Entries drawn from a collection:
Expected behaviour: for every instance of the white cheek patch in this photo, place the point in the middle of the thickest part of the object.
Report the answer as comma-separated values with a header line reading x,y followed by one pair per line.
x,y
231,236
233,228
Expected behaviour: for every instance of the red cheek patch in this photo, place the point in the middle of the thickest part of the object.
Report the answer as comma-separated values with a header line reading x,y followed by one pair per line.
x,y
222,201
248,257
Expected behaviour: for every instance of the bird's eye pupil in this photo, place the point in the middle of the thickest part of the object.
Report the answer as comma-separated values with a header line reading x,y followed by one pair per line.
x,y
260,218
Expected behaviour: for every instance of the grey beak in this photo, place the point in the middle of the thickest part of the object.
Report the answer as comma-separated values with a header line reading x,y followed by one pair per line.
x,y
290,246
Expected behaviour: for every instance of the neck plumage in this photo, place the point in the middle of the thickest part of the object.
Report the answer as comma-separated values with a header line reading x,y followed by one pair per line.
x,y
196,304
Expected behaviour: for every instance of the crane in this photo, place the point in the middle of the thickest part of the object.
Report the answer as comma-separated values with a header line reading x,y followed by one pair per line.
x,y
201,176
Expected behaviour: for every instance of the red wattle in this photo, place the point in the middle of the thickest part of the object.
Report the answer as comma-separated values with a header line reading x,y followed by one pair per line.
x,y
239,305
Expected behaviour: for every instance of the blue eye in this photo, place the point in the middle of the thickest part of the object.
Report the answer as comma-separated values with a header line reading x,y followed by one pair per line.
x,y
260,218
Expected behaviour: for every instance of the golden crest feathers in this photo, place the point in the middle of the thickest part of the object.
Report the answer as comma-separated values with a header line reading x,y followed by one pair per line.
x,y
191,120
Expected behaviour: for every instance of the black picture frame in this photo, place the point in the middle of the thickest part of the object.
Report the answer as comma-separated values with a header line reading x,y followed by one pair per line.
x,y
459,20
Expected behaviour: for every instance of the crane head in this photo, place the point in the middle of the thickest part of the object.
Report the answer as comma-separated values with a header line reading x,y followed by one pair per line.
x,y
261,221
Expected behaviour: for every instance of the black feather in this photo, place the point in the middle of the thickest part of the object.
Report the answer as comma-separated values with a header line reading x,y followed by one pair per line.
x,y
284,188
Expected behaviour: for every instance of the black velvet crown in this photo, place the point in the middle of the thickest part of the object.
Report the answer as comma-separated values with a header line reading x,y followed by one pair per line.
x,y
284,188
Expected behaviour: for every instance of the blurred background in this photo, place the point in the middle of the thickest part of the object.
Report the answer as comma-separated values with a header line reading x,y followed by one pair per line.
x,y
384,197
==
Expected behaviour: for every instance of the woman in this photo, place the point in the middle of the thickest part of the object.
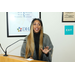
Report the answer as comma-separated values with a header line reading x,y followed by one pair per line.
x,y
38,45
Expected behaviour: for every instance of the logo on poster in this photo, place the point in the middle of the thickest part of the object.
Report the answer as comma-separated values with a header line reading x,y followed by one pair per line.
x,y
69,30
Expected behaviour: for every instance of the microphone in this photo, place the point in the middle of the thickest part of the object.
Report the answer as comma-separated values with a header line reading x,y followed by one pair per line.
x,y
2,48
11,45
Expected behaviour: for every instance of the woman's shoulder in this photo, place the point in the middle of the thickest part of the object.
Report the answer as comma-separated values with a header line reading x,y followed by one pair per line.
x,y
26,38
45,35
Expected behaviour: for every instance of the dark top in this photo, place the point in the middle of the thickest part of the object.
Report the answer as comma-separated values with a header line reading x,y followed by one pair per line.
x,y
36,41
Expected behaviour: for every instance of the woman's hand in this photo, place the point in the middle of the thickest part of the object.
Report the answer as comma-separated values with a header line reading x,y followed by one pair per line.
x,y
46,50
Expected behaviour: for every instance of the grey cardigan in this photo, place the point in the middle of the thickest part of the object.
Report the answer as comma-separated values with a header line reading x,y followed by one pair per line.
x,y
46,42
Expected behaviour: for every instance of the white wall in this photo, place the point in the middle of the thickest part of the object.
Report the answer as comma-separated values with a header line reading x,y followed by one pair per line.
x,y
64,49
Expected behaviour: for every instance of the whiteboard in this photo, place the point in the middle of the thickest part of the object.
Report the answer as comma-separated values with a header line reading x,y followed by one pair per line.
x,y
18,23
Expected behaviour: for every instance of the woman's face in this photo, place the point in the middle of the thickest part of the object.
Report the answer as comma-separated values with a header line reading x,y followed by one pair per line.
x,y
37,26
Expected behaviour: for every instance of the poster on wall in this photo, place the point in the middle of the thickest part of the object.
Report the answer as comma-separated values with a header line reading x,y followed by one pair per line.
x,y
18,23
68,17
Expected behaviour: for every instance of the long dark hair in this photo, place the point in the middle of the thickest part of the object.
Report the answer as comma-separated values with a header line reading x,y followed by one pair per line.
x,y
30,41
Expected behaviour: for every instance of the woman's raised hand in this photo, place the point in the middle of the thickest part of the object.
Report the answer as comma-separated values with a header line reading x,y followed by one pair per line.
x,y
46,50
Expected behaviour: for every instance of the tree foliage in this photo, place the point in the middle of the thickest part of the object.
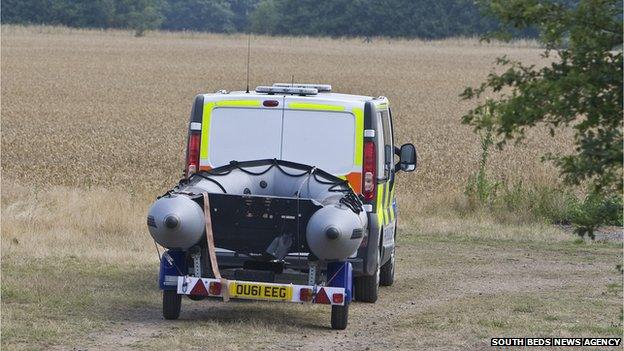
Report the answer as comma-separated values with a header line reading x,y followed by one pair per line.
---
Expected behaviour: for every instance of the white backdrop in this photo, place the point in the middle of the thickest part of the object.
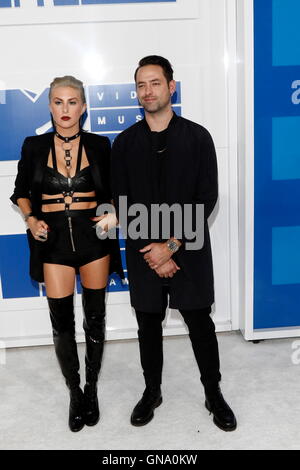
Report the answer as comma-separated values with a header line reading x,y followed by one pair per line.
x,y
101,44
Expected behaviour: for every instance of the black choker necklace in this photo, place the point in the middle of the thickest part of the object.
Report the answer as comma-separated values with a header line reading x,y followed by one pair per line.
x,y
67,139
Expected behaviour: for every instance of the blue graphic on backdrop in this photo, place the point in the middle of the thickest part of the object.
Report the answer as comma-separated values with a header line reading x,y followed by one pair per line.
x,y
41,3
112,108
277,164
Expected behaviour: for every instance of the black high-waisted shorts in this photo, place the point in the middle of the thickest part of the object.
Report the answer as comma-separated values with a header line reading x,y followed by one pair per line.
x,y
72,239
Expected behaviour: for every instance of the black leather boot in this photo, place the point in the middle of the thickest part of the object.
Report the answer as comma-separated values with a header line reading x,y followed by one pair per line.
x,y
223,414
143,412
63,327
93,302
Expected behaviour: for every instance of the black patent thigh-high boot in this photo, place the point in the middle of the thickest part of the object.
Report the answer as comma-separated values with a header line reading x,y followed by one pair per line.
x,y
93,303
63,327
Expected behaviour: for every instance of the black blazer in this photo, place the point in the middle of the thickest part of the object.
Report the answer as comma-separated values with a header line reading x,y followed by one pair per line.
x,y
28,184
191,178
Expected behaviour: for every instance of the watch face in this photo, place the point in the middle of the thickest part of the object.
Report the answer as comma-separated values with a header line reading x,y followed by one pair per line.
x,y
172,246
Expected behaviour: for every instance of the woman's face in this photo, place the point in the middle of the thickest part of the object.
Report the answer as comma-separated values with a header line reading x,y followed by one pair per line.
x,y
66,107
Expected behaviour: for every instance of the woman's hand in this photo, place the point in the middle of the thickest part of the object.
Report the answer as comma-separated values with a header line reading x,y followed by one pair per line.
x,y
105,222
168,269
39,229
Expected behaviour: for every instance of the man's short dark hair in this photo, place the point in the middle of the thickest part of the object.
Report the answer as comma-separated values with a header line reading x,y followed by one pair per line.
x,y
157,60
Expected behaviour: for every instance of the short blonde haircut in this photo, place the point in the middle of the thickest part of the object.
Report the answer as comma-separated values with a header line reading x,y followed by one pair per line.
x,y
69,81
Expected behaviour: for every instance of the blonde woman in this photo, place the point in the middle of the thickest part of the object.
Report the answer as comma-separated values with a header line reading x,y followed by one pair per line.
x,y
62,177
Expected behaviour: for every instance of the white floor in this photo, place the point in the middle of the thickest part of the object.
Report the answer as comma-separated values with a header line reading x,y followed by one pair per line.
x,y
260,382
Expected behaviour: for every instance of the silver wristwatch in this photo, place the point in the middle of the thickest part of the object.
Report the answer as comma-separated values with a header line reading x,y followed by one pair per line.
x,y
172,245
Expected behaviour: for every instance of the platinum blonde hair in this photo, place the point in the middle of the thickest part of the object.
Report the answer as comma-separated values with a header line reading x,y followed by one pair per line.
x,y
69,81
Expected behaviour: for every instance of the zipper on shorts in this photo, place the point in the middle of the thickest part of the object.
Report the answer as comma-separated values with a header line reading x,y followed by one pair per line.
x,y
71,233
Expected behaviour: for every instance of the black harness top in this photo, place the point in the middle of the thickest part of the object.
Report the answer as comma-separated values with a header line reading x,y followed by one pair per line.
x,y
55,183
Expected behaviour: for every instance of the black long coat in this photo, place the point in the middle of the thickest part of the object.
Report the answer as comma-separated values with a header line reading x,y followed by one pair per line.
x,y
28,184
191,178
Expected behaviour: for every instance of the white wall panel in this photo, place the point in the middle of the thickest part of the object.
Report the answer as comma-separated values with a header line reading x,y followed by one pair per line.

▶ _Exercise instructions_: Show every line of the rows above that contains the string "poster", treating uppercase and lowercase as different.

▶ _Answer below_:
Expected behaviour: for every instance of the logo on poster in this photo, place the point in the middle of the thickest part of the object.
Expected behaviour: for every instance of the poster on wall in this photo, place the point in the middle of the thickest part of the object.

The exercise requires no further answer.